## Material supplied
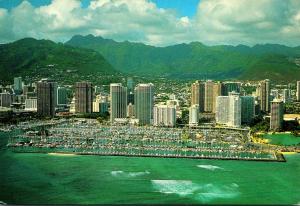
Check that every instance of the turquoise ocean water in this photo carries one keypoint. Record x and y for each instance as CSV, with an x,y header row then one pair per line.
x,y
54,179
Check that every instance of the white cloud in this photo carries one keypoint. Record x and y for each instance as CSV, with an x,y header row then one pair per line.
x,y
216,22
249,21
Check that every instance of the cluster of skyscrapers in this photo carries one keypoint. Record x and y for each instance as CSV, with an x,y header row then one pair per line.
x,y
224,102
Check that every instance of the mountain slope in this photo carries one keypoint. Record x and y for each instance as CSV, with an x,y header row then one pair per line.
x,y
44,58
195,60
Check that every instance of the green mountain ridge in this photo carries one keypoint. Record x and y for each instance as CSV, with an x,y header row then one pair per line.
x,y
196,60
44,58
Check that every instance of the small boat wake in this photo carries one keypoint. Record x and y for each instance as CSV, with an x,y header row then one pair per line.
x,y
120,173
203,193
210,167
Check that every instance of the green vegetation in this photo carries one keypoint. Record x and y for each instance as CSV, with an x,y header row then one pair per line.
x,y
33,58
196,61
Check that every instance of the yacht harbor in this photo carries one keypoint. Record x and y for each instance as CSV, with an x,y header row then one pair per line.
x,y
90,138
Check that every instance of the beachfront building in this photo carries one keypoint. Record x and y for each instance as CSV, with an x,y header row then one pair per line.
x,y
46,97
143,101
276,120
18,85
248,109
61,96
228,110
118,101
230,87
197,94
83,97
194,115
265,95
286,95
164,115
217,89
222,107
31,104
234,118
208,96
298,91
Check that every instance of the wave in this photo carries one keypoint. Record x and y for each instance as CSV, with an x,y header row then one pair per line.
x,y
116,173
129,174
210,167
201,192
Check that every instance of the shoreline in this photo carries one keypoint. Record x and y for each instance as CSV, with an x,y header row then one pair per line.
x,y
279,156
61,154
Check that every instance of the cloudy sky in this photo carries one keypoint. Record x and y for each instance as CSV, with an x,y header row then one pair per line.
x,y
154,22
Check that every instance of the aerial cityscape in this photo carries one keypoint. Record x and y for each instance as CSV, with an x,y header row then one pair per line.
x,y
97,114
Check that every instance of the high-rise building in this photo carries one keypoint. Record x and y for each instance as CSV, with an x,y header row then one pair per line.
x,y
298,91
228,110
31,104
61,96
5,99
217,88
100,106
164,115
222,107
286,95
130,84
230,87
195,89
118,104
277,112
234,110
265,95
274,93
198,94
208,96
194,115
18,85
46,97
130,110
248,109
143,95
130,90
83,97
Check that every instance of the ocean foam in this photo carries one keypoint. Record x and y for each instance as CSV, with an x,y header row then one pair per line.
x,y
202,193
129,174
116,173
210,167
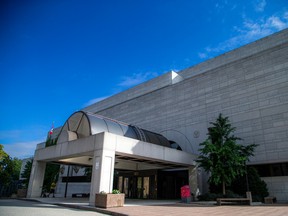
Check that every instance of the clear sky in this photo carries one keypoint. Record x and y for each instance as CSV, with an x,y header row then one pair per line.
x,y
58,56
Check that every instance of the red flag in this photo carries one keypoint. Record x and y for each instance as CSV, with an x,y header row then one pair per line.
x,y
52,128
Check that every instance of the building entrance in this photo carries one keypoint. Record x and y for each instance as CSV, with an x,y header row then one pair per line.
x,y
152,184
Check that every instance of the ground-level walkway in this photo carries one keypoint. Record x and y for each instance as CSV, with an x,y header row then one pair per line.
x,y
173,207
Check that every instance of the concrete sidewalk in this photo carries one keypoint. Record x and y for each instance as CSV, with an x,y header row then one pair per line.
x,y
172,207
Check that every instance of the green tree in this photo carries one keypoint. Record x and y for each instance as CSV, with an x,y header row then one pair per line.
x,y
221,155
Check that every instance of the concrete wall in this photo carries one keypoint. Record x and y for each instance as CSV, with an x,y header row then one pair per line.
x,y
278,187
252,91
249,85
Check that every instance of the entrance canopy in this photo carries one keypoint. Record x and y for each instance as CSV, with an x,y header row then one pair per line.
x,y
106,145
83,124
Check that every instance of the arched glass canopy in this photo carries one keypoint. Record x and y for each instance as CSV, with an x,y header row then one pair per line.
x,y
82,124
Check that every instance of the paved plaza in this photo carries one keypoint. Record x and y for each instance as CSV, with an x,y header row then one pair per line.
x,y
174,207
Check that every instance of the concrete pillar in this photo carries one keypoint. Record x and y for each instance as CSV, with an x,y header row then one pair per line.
x,y
102,173
193,181
36,179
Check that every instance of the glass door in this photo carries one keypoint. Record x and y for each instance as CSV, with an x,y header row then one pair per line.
x,y
146,185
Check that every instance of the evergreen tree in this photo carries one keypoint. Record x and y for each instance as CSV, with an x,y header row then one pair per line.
x,y
221,155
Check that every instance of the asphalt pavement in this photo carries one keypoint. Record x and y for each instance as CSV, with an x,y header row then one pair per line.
x,y
14,207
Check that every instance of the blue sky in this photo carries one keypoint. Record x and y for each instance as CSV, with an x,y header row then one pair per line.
x,y
57,57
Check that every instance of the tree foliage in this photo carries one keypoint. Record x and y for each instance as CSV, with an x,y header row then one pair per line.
x,y
221,155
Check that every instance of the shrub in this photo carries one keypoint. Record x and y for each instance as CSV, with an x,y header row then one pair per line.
x,y
115,191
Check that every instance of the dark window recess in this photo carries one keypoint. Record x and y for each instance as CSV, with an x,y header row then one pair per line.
x,y
270,170
77,179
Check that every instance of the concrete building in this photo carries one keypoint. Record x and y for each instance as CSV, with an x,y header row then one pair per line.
x,y
249,85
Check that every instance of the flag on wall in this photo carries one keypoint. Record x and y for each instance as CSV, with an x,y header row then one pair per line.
x,y
52,128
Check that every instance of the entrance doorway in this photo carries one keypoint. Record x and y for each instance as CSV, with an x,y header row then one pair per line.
x,y
151,184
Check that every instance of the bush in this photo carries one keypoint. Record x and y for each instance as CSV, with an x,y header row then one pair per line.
x,y
115,191
214,196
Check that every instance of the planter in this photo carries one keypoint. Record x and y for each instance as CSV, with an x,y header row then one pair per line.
x,y
109,200
21,193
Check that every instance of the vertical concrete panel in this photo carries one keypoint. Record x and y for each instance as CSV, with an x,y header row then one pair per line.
x,y
36,179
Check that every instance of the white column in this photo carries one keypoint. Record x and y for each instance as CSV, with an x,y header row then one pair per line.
x,y
102,170
36,179
193,183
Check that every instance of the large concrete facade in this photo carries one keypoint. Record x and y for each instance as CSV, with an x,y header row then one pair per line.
x,y
249,85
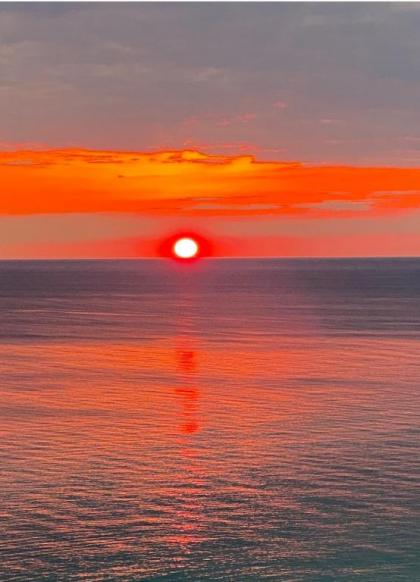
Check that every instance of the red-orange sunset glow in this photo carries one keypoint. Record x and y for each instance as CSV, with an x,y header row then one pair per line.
x,y
316,209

## Exercise brief
A verbatim copy of the entries, without the pictures, is what this task requires.

## Written solution
Check that every instance of the turquoise ocean water in this photo carries one keypoint. Record x and y for each instance as CSV, with an x,y header row then one pair per line.
x,y
54,179
Check that every instance of the white cloud in this photo carries one keypoint. Record x and y for each instance as CSV, with an x,y header row then one pair per line.
x,y
216,22
249,21
Check that every instance of the cluster of skyscrapers in this photo carries one keypoint. Record x and y for each instance as CSV, with an x,y header row then one pair per line.
x,y
224,102
Check that every instance of the mountain slope in this photo carries one keypoint. Record x and y for each instance as CSV, with an x,y header row then one pair per line.
x,y
44,58
195,60
Check that every instance of the green mountain ridge in this photo carries one keypoint. Record x and y for each instance as CSV, with an x,y header row then one pair per line.
x,y
196,60
44,58
Check that every instance of the small boat wake in this photo carries one keypoint. Record x and y for each instance as CSV, with an x,y header row then one pair per line.
x,y
120,173
203,193
210,167
Check that every instance of the green vegetation in this photo carries one keypoint. Record x and y for each instance as CSV, with an x,y header row then one pair per line.
x,y
33,58
196,61
Check that every instance of the yacht harbor in this photo carries one keypoint. Record x and y for each instance as CSV, with an x,y header row then one pair per line.
x,y
90,138
Check that every instance of the beachfront building in this photo carries one keypoint. Record x and y for each instance as CSV, with an x,y header row then one pair per line.
x,y
46,97
143,101
276,120
18,85
248,109
61,96
228,110
118,101
230,87
197,94
83,97
194,115
265,95
286,95
164,115
217,89
222,107
31,104
234,118
208,96
298,91
Check that every instance of the wave in this photo carries one keypoint. Record x and y for each instance as CSV, with an x,y header row then one pair per line.
x,y
116,173
129,174
210,167
201,192
Check that every instance of the shoreline in this photo carries one keypoint. Record x and y for each instance as CSV, with an x,y header row then one pair per line.
x,y
279,156
61,154
Check that every instance of the cloudy sky in this photo carries one keypoint. Record x and y for each instance as CSV, with an x,y header row then one pair per line.
x,y
154,22
Check that every instance of the aerial cityscape in this photo carries one keypoint. Record x and y for each instance as CSV, with an x,y header row then one pair per line.
x,y
97,114
Check that every instance of the high-rise building in this photo carries one keypoint. Record x and y for each instance as CSV, with an x,y header row then one pair per line.
x,y
298,91
228,110
31,104
61,96
5,99
217,88
100,106
164,115
222,107
286,95
130,84
230,87
195,89
118,104
277,112
234,110
265,95
274,93
198,94
208,96
194,115
18,85
46,97
130,110
248,109
143,95
130,90
83,97
Check that every instance of the ocean foam in this photo carries one keypoint. Record x and y for each instance as CSV, with an x,y header row then one pair per line.
x,y
202,193
129,174
116,173
210,167
Check that every instance of the clear sky in this photo carries one keypoint. Record x and y for each instance as CSV, with an x,y header row then one pair per line.
x,y
58,56
Check that every instance of the red flag in this photo carries one keypoint. Record x and y for each instance as CSV, with an x,y header row then one pair per line.
x,y
52,128
Check that every instance of the building entrance in this photo carries one keypoint. Record x and y for each instance as CSV, with an x,y header row then one pair per line.
x,y
152,184
Check that every instance of the ground-level walkway in this photo carries one keypoint. Record x and y for each instance as CSV, with an x,y header row then one pair per line.
x,y
173,207
Check that every instance of the concrete sidewalk in this photo carries one keypoint. Record x and y for each instance as CSV, with an x,y header row then one pair per line.
x,y
172,207
Check that every instance of the green tree in this photo carries one keypoint. Record x and y for each instance as CSV, with an x,y header row then one pair per line.
x,y
221,155
Check that every instance of the concrete wall in this photo carries one keypoint. Record x and y for each instance as CSV, with an x,y header row then one pair per line.
x,y
278,187
252,91
249,85
Check that every instance of the entrance canopy in this photo carries one keypoint. Record x and y for each instance as CSV, with an x,y header row then one pair per line.
x,y
106,145
83,124
Check that every instance of the arched glass canopy in this photo carries one keypoint. Record x and y for each instance as CSV, with an x,y header row then one pair per line.
x,y
82,124
Check that every instance of the paved plaza in this photo carries one keypoint. Record x and y for each instance as CSV, with an x,y header row then one pair per line.
x,y
174,207
Check that every instance of the concrete pillar in this photo carries one keypoint. Record x and y for each instance as CSV, with an x,y header row then one pair per line.
x,y
102,173
193,181
36,179
Check that every instance of the glass door in this photo carries one keypoint. Record x and y for each instance as CSV, with an x,y header row then one pair per line.
x,y
146,185
Check that every instance of the evergreen tree in this photo carries one keypoint. Record x and y for each instance as CSV, with an x,y header row then one pair per line.
x,y
221,155
Check that every instance of the asphalt pavement in this photo carries one keypoint. Record x and y for each instance as CSV, with an x,y header row then one pair per line.
x,y
14,207
Check that every instance of the blue sky in this photo carries one keypoint. Record x and y for each instance as CSV, with an x,y header row then one pair per line.
x,y
57,57
Check that every instance of the tree foliage in this photo carries one keypoint. Record x and y for each instance as CSV, with an x,y header row then one pair per line.
x,y
221,155
Check that every instance of the shrub in this photo carries one keypoint. Record x and y for each instance as CSV, with an x,y header row then one pair per line.
x,y
115,191
Check that every instance of the dark window recess in this photo carries one keypoint. Record x and y for each instance as CSV, with an x,y header row then one pair per line.
x,y
270,170
77,179
Check that every instance of the concrete building in this photo carries one keypoint. Record x and y for each instance as CSV, with an x,y header row then one pair per line.
x,y
249,85
Check that every instance of the flag on wall in this photo carries one keypoint. Record x and y for each instance as CSV, with an x,y header row then one pair per line.
x,y
52,128
Check that every instance of the entrance doorway in this photo carries one keypoint. Record x and y for each instance as CSV, with an x,y header row then one pair per line.
x,y
151,184
Check that every instance of the bush in this photo carries one keypoint. Record x and y for each instance as CSV, with an x,y header row then one pair per line.
x,y
115,191
214,196
Check that every instance of the planter in this photo carries one keypoint. Record x and y for each instance as CSV, with an x,y header row then one pair per line.
x,y
109,200
21,193
Check that every instance of the vertical concrete panel in this photo carries one keypoint. Record x and y for each instance as CSV, with an x,y header row then one pair per line.
x,y
36,179
Check that every instance of the white column in this photo carries one keypoint. Record x and y for each instance as CSV, with an x,y header row then one pair per line.
x,y
102,170
36,179
193,183
Check that every instance of the large concrete facade in this photo carries one keypoint. Record x and y for each instance as CSV, with an x,y header row then one pair per line.
x,y
249,85
Check that every instance of the red-orange sunset glow in this photo carries one keypoint. Record x and y for each instance as CSV, with an x,y header row then one pair per line.
x,y
316,209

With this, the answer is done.